+++ Dataset entries

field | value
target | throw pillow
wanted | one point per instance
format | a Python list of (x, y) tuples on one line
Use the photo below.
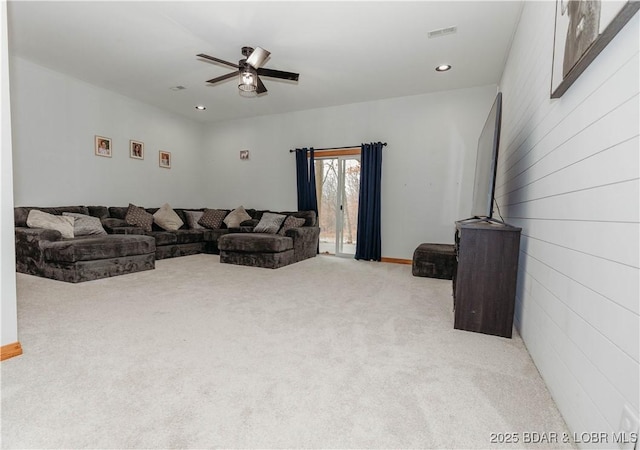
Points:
[(213, 218), (84, 225), (139, 217), (235, 217), (291, 222), (192, 219), (63, 224), (167, 219), (269, 223)]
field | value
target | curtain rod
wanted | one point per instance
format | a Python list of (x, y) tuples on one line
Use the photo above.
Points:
[(384, 144)]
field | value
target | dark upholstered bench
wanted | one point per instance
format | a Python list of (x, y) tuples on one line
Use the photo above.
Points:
[(434, 261)]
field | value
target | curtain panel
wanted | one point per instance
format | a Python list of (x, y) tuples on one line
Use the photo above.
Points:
[(306, 180), (368, 244)]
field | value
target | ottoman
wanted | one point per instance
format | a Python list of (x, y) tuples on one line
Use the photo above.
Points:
[(434, 261), (270, 251)]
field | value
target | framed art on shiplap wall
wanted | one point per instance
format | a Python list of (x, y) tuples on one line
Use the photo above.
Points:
[(582, 30)]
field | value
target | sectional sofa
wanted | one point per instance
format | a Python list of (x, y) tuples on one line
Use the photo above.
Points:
[(116, 246)]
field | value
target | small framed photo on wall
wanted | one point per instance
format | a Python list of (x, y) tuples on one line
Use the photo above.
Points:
[(103, 146), (165, 159), (136, 150)]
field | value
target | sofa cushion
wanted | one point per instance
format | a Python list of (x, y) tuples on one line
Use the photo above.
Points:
[(291, 222), (163, 237), (192, 219), (189, 236), (213, 218), (235, 217), (101, 212), (254, 242), (269, 223), (97, 247), (39, 219), (84, 225), (20, 213), (139, 217), (118, 212), (167, 218), (214, 235)]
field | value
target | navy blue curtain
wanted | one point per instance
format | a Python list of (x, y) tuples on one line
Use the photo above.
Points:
[(368, 243), (306, 179)]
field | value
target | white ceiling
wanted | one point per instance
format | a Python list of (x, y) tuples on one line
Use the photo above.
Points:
[(345, 52)]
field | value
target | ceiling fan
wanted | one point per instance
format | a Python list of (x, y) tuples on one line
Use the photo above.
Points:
[(249, 70)]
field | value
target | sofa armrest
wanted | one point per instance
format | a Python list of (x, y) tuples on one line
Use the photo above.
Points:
[(305, 241), (37, 234), (29, 253)]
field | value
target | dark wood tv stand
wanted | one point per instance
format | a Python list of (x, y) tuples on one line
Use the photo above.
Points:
[(484, 283)]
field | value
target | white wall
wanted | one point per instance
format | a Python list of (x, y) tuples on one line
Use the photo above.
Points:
[(427, 170), (9, 314), (568, 175), (55, 119)]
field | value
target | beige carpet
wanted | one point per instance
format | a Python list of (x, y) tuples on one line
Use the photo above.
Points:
[(326, 353)]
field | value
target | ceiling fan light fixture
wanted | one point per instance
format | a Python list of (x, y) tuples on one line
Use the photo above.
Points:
[(248, 80)]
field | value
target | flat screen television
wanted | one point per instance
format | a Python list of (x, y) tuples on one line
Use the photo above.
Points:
[(487, 162)]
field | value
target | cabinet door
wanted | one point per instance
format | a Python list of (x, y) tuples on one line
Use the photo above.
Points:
[(486, 280)]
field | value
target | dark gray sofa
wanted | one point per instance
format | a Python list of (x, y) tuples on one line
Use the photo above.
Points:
[(271, 250), (128, 248), (46, 253)]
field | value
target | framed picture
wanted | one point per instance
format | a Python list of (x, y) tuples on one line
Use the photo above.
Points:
[(164, 159), (103, 146), (136, 150), (583, 29)]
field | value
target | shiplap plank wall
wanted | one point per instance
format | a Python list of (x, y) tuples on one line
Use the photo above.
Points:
[(568, 174)]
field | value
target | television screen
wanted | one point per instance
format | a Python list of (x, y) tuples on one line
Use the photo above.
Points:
[(486, 162)]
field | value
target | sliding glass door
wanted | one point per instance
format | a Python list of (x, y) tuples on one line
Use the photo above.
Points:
[(338, 186)]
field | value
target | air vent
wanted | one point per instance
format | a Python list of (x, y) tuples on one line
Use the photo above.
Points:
[(442, 32)]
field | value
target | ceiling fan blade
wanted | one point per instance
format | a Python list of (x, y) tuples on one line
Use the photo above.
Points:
[(221, 61), (223, 77), (261, 88), (258, 57), (278, 74)]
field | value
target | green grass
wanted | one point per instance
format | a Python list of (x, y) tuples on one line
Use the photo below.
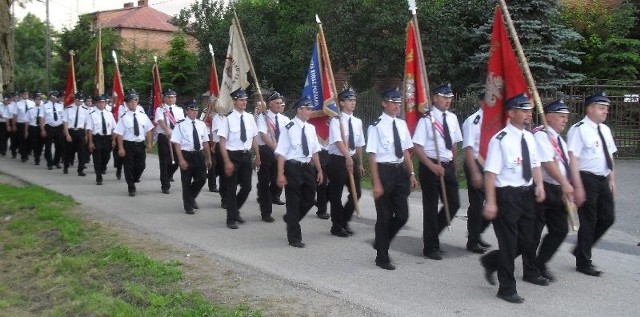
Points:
[(54, 263)]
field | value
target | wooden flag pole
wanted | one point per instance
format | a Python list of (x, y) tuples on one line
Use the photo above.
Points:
[(570, 206), (423, 71), (325, 52)]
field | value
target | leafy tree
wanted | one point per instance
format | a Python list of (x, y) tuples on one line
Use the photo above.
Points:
[(545, 43), (611, 51), (179, 67), (30, 56)]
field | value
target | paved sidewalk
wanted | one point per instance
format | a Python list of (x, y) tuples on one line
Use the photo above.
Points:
[(344, 269)]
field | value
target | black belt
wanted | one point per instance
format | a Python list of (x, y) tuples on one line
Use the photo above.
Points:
[(295, 162), (517, 189), (445, 164), (583, 173), (390, 164)]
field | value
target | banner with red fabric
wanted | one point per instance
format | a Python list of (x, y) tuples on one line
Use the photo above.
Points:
[(415, 99), (70, 87), (504, 80)]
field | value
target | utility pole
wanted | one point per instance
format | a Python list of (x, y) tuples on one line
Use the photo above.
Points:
[(48, 50)]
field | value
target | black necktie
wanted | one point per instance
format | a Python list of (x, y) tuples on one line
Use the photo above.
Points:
[(196, 138), (565, 161), (277, 129), (305, 145), (396, 141), (104, 124), (447, 136), (352, 143), (605, 149), (75, 124), (171, 122), (526, 162), (136, 129), (243, 130)]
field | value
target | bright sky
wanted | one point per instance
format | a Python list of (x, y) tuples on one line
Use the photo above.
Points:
[(64, 13)]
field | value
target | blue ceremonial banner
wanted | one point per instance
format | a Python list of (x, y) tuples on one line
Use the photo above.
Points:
[(318, 88)]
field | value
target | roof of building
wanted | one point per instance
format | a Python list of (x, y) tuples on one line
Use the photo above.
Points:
[(141, 17)]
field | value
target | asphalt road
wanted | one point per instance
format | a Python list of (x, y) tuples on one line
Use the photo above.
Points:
[(344, 269)]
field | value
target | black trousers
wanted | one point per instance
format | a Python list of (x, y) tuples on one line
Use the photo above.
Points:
[(134, 163), (514, 226), (219, 170), (78, 142), (234, 198), (392, 208), (101, 154), (193, 178), (433, 221), (338, 178), (36, 143), (322, 191), (476, 223), (552, 213), (167, 169), (4, 138), (54, 137), (211, 172), (22, 143), (299, 192), (267, 186), (596, 215)]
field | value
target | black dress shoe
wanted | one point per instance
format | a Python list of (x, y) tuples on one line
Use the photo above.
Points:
[(297, 244), (546, 274), (484, 244), (488, 273), (589, 270), (513, 298), (386, 266), (538, 280), (349, 231), (476, 248), (434, 255), (340, 232)]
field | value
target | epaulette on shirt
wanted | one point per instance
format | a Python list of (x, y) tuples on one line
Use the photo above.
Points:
[(537, 129)]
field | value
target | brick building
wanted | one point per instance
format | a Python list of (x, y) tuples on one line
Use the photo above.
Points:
[(140, 26)]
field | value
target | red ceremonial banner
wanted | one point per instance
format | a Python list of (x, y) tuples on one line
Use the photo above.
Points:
[(504, 80), (415, 99)]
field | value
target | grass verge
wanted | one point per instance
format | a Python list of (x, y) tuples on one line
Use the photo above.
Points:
[(54, 263)]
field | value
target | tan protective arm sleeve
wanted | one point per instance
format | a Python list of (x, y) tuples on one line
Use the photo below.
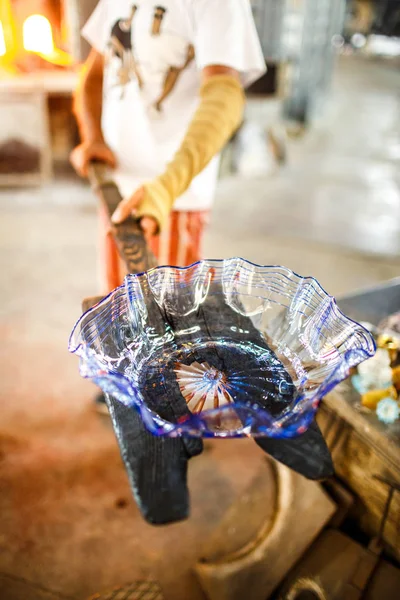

++++++

Exercise objective.
Report every line of the entries above that contains the word "television", matching case.

Finished task.
target | flat screen television
target | television screen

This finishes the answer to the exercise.